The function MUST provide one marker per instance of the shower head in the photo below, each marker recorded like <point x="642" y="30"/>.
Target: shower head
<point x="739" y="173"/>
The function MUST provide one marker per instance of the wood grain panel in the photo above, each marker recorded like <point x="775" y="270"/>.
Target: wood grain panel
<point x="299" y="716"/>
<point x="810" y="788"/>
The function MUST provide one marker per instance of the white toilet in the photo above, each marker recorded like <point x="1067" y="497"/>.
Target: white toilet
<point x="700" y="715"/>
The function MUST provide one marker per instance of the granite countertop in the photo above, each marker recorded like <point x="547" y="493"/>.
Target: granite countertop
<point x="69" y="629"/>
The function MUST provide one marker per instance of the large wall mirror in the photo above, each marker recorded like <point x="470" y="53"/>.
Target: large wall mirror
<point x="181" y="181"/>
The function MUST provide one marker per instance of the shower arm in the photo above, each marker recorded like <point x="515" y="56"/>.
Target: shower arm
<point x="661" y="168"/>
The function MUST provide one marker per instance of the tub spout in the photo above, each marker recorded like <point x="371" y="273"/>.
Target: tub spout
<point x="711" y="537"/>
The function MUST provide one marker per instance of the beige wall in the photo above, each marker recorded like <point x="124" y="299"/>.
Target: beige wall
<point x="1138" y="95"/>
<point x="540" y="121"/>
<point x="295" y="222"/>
====
**BRIEF:**
Copy out the rows above word for word, starting at the line that contains "The function MUST provide one marker per instance of the white" and continuing through the last row, with both ends included.

**SOLUTION TO THIS EXERCISE:**
The function MUST provide one marker per instance of the white toilet in the photo above, each marker recorded like <point x="1067" y="497"/>.
Target: white toilet
<point x="700" y="715"/>
The function MUST provide one marker per instance of the granite countertop in the photo above, each marker recorded like <point x="547" y="493"/>.
Target: granite countertop
<point x="69" y="629"/>
The function MUST provide one marker per instance of the large wall mirror in the photo above, each marker recorded like <point x="470" y="53"/>.
Target: large wall mirror
<point x="181" y="181"/>
The function MUST provide one marker per instance of the shower arm in the photo above, each marker recorded like <point x="515" y="56"/>.
Target: shower arm
<point x="661" y="168"/>
The function MUST provide one marker per instance of the tub spout in the photo above, each marker recorded like <point x="371" y="273"/>.
Target: tub spout
<point x="711" y="537"/>
The function MUST provide one marker per instance of the beige wall in the photo above, each marker recorded like <point x="124" y="299"/>.
Target: beige wall
<point x="1138" y="95"/>
<point x="540" y="121"/>
<point x="295" y="222"/>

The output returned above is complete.